> _TEXT SHOWN_:
start
SIR test according to IPC

High humidity, temperature fluctuations or even a combination of both: printed circuit boards are often exposed to unfavorable environmental conditions that have a negative impact on the reliability of electronic assemblies. A suitable method to be able to evaluate the resistance of the components under such adverse conditions is the SIR test according to IPC. This makes it possible to draw conclusions by testing the surface resistance (
Surface Insulation Resistance
) in a damp-heat climate to draw conclusions about the technical cleanliness and structural condition of the printed circuit board surface.

Moisture in particular can cause migration paths to form more quickly in printed circuit boards. The result: a short circuit. This can be recognized, for example, by the formation of so-called dendrites (see Fig. 1). Corrosion processes on the one hand and the migration of conductive impurities on the surface on the other are responsible for this. This is where the SIR test comes into play, as it is ideally suited for checking placement processes and flux residues and evaluating the long-term effects of surface contamination.

Growth conductive path
Growth of a conductive pathway by surface migration between 2 conductors under warm and humid climatic conditions (UV light)

Carrying out a SIR test

The SIR test according to IPC is one of the accelerated service life tests, along with the CAF test. This means that failure processes are forced in order to gain early information on the qualification of electronic assemblies under demanding climatic conditions. For example, the SIR test is performed at elevated temperatures and high humidity levels with bias voltages applied to specially designed PCB test circuits to induce electrochemical migration to failure. This is followed by a detailed data evaluation and analysis of the failure parts.

If a failure is detected, a visual evaluation follows. The first step is to correlate the data with the existing test structure in order to localize the failure on the test PCB. In the second step, a visual inspection is performed using optical microscopy or SEM/EDX analysis to identify dendrites or even impurities.
end
> _OBJECTIVE 1_: In the text on SIR testing, which other test is grouped with the SIR test among the accelerated service life tests?

> _RECORDS FOR THIS EXERCISE_:
start
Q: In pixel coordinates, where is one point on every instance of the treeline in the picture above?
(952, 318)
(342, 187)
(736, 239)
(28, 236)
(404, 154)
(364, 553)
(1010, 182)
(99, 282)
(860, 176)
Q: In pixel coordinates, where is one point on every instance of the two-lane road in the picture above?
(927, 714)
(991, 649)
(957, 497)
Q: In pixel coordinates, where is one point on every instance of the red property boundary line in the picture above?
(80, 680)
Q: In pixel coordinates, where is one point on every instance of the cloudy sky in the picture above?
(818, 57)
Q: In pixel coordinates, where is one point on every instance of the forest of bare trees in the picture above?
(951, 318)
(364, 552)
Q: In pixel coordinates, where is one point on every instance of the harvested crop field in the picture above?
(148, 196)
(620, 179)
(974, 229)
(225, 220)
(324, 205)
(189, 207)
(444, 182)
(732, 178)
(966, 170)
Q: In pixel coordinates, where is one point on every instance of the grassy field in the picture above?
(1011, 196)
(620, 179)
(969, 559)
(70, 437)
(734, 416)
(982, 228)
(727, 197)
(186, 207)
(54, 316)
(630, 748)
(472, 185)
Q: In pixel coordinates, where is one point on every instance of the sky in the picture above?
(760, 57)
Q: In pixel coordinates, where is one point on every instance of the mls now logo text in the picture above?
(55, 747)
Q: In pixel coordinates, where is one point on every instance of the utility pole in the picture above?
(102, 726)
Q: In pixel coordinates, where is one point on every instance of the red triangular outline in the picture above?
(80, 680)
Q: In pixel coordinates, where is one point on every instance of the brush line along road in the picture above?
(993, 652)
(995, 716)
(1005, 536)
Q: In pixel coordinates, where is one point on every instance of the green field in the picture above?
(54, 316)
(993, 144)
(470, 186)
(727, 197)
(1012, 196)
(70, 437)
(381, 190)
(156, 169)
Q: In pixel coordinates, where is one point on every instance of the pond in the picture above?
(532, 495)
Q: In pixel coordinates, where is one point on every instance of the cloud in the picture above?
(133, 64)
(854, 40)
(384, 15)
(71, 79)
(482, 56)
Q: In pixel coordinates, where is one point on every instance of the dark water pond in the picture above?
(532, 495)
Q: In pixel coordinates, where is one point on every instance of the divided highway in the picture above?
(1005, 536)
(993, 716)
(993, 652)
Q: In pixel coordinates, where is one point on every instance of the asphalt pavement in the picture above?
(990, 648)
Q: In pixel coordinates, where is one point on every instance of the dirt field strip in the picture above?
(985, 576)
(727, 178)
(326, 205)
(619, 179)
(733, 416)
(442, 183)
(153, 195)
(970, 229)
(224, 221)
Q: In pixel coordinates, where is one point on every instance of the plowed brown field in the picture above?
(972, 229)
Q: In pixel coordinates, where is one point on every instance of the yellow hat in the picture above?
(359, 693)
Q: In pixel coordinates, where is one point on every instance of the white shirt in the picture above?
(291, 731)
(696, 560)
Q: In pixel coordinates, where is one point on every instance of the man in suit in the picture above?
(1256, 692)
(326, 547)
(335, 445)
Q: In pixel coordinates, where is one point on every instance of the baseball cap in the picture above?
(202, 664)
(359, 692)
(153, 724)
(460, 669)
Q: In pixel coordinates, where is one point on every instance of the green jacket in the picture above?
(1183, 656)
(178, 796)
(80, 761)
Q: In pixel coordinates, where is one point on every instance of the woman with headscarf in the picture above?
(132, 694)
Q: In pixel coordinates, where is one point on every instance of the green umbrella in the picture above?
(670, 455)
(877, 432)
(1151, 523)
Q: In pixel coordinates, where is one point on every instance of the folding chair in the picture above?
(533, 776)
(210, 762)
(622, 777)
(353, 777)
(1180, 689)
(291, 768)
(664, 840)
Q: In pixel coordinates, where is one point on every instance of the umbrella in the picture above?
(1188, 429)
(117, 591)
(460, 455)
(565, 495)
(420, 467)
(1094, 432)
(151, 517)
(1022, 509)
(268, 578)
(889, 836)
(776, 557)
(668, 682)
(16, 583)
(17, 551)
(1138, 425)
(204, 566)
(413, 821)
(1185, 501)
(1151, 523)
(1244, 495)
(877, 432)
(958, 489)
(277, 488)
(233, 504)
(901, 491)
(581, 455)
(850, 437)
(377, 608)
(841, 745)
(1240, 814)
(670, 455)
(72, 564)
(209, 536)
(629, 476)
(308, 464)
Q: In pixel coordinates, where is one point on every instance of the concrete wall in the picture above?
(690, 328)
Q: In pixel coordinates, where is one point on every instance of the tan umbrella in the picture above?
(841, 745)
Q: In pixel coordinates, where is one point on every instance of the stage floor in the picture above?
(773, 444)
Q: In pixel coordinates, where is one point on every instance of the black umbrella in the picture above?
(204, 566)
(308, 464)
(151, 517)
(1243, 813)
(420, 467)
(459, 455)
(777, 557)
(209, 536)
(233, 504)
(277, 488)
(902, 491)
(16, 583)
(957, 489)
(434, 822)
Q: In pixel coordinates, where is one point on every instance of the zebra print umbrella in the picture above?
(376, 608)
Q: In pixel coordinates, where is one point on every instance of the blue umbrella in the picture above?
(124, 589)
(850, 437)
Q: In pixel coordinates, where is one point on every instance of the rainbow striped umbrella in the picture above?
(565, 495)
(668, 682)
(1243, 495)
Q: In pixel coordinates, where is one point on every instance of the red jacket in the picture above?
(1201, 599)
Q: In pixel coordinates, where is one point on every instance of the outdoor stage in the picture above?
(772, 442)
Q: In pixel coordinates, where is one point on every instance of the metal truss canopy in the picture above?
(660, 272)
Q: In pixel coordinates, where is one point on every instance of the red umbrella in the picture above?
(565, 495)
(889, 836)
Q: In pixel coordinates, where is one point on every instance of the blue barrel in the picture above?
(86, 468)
end
> _OBJECTIVE 2_: Filter the records down to every line that contains the string "road".

> _WRITTEN SOLUTION 1_: The CAF test.

> _WRITTEN SOLUTION 2_:
Q: In pixel coordinates, where is one point on every instance of the two-lane road in the picture above?
Q: In pixel coordinates, where is one point on every instance of the brush line along road in the picture above?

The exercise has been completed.